**Records for this exercise**:
⟨

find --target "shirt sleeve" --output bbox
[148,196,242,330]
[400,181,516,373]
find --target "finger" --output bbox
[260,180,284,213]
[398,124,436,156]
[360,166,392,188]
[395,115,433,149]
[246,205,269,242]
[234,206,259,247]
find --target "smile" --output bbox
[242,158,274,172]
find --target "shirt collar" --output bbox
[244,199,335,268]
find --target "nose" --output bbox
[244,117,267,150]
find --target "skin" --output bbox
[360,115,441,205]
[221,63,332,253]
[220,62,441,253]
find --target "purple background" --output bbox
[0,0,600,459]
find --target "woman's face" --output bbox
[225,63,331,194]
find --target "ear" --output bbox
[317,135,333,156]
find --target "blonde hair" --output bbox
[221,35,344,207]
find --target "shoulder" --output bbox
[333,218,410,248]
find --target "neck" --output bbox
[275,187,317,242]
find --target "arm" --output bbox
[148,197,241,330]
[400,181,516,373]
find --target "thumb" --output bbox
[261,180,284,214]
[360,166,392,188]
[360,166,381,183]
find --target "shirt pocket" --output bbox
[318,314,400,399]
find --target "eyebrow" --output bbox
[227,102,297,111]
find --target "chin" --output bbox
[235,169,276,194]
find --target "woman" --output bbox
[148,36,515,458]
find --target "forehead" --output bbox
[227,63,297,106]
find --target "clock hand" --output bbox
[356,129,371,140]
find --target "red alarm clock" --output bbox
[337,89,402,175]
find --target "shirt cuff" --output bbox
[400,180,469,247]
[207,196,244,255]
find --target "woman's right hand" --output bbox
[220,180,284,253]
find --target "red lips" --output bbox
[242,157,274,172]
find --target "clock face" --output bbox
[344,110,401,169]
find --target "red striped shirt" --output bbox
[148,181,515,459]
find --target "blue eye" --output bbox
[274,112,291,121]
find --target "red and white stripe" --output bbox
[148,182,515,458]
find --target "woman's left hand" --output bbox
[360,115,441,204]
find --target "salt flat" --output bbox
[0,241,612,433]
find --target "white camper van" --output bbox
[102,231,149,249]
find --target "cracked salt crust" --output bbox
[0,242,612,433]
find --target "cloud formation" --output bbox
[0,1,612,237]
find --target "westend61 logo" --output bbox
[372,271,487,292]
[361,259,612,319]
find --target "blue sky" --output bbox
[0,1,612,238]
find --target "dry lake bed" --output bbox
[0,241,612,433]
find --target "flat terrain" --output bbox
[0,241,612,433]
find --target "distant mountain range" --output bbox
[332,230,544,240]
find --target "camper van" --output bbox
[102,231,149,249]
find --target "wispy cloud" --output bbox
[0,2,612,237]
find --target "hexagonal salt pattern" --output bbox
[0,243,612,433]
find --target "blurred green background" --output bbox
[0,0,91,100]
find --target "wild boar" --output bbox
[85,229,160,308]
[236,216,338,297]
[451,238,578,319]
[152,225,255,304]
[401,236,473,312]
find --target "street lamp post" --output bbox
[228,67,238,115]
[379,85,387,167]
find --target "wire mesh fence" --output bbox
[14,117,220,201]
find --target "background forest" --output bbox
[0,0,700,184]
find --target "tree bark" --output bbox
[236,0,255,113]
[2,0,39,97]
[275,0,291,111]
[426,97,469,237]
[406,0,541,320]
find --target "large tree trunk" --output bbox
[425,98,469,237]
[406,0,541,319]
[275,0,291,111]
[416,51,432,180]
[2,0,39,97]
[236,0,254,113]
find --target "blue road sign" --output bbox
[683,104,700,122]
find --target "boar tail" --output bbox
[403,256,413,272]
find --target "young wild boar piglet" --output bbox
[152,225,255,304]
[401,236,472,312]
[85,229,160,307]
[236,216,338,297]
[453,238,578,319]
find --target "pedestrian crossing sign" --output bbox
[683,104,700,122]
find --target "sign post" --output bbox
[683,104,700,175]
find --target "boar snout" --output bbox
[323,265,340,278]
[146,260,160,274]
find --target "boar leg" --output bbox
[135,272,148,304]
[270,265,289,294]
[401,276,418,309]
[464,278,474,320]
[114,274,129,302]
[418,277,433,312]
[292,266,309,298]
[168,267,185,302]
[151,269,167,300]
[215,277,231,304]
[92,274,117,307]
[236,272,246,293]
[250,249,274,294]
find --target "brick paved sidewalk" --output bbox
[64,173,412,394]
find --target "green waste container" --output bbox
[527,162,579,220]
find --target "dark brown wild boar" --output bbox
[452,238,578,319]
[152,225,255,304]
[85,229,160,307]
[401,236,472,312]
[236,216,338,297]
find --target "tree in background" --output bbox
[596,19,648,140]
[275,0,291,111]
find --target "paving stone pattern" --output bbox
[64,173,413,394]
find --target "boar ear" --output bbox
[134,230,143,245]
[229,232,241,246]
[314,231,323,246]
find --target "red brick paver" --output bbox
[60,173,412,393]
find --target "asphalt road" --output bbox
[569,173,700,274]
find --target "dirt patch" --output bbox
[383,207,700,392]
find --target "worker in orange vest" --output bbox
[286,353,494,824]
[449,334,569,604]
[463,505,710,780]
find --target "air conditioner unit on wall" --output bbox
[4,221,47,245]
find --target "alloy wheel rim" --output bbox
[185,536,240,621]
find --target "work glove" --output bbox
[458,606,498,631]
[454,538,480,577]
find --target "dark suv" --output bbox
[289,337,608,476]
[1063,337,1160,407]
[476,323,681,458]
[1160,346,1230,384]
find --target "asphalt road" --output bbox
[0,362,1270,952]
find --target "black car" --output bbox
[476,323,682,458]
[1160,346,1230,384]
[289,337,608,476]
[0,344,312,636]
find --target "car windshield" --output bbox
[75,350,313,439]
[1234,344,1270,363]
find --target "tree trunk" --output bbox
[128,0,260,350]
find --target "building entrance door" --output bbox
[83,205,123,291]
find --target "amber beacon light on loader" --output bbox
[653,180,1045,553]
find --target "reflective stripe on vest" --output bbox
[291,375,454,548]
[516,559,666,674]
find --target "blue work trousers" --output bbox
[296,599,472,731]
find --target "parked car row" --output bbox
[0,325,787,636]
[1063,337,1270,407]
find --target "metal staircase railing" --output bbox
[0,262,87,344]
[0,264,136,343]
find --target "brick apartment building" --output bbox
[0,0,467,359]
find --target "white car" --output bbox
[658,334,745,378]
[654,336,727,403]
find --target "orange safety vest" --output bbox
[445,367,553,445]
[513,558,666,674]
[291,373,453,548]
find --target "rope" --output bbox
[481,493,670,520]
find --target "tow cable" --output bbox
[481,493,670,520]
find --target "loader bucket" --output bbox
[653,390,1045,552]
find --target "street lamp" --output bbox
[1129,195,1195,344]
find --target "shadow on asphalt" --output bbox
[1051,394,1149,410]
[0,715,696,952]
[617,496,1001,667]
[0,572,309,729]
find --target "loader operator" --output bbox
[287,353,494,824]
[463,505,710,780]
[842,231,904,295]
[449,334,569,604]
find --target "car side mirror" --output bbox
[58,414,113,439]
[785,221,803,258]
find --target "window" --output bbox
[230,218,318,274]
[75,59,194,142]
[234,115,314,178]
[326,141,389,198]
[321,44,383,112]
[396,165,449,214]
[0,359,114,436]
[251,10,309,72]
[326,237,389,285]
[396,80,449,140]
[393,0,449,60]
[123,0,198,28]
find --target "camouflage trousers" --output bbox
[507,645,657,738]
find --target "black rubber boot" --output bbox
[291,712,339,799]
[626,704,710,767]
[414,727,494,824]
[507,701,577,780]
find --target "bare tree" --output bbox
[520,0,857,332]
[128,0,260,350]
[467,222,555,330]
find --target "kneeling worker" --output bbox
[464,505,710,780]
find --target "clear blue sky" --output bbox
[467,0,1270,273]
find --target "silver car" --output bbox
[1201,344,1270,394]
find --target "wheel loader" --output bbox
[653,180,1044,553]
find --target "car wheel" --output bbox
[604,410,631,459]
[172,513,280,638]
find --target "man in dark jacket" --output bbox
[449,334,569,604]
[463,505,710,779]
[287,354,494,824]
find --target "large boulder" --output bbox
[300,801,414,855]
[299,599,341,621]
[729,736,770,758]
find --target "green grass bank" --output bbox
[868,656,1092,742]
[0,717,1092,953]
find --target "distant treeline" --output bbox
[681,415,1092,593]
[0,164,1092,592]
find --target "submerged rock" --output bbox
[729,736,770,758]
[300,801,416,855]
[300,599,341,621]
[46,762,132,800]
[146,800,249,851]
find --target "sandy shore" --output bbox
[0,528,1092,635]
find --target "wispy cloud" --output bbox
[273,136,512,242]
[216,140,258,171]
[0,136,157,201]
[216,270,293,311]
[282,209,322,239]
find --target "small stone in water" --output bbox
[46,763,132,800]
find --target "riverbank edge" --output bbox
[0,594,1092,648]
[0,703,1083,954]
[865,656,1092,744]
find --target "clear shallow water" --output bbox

⟩

**What needs to be done**: Copy the records word for word, starting at their very first line and ending at the line that contains "[0,0,600,459]", with both of those lines included.

**Expected output**:
find --target "shirt sleeve" --output bbox
[148,196,242,330]
[400,181,516,373]
find --target "finger" --output bbox
[260,180,284,213]
[398,124,436,156]
[360,166,392,188]
[395,115,433,149]
[246,205,269,242]
[234,206,259,247]
find --target "smile" --output bbox
[242,158,274,172]
find --target "shirt collar" --output bbox
[244,199,335,268]
find --target "nose" --output bbox
[244,117,267,150]
find --target "skin" --output bbox
[360,115,441,205]
[221,63,332,253]
[220,62,441,253]
find --target "purple background" --output bbox
[0,0,600,459]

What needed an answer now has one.